▶ _Working data_:
◆ ◆ ◆ ◆ ◆
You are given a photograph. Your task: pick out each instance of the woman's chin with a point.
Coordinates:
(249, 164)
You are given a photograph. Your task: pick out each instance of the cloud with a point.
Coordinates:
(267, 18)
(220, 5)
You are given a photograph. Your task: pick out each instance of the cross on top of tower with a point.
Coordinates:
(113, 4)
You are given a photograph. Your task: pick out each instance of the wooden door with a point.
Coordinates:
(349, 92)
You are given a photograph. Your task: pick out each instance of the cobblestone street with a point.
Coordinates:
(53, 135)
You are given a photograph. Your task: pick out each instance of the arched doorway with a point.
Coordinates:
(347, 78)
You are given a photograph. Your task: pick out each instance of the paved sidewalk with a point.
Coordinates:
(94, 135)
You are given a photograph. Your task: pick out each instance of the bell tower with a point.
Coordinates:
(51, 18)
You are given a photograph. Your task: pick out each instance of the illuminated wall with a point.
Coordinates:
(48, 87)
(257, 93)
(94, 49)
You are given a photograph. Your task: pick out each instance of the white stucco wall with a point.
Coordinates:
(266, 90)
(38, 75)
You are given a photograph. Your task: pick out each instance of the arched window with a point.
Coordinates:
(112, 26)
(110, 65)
◆ ◆ ◆ ◆ ◆
▶ _Exercise task_: Output all of the data again. Match it exactly.

▶ _Output of the exercise_:
You are given a photograph. Your task: pick out each instance of the woman's chin with a point.
Coordinates:
(249, 164)
You are given a photograph. Your task: pick out each instance of the cloud with a point.
Coordinates:
(267, 18)
(220, 5)
You are given a photograph. Your task: pick out each instance of the cross on top of tower with a point.
Coordinates:
(113, 4)
You are given a photograph. Your task: pick out each instance of the wooden door with a point.
Coordinates:
(349, 92)
You are given a photograph. Your task: pick out each instance of the cobblestone street with a point.
Coordinates:
(53, 135)
You are given a photograph. Your task: pick out each instance of the arched doorway with a point.
Coordinates:
(347, 78)
You are given a photograph. Your task: pick out each instance of the paved sidewalk with a point.
Coordinates:
(94, 135)
You are given a photograph. Your task: pick out each instance of the bell tower with a point.
Coordinates:
(51, 18)
You are given a photograph. Your task: pick out each instance of the illuminated wall with a point.
Coordinates:
(48, 87)
(257, 93)
(94, 49)
You are given a photograph. Your task: pick out each instance of the white stucco wall with a point.
Coordinates:
(266, 90)
(38, 75)
You are given a photograph. Your task: pick out each instance of the arched window with a point.
Coordinates:
(112, 26)
(110, 65)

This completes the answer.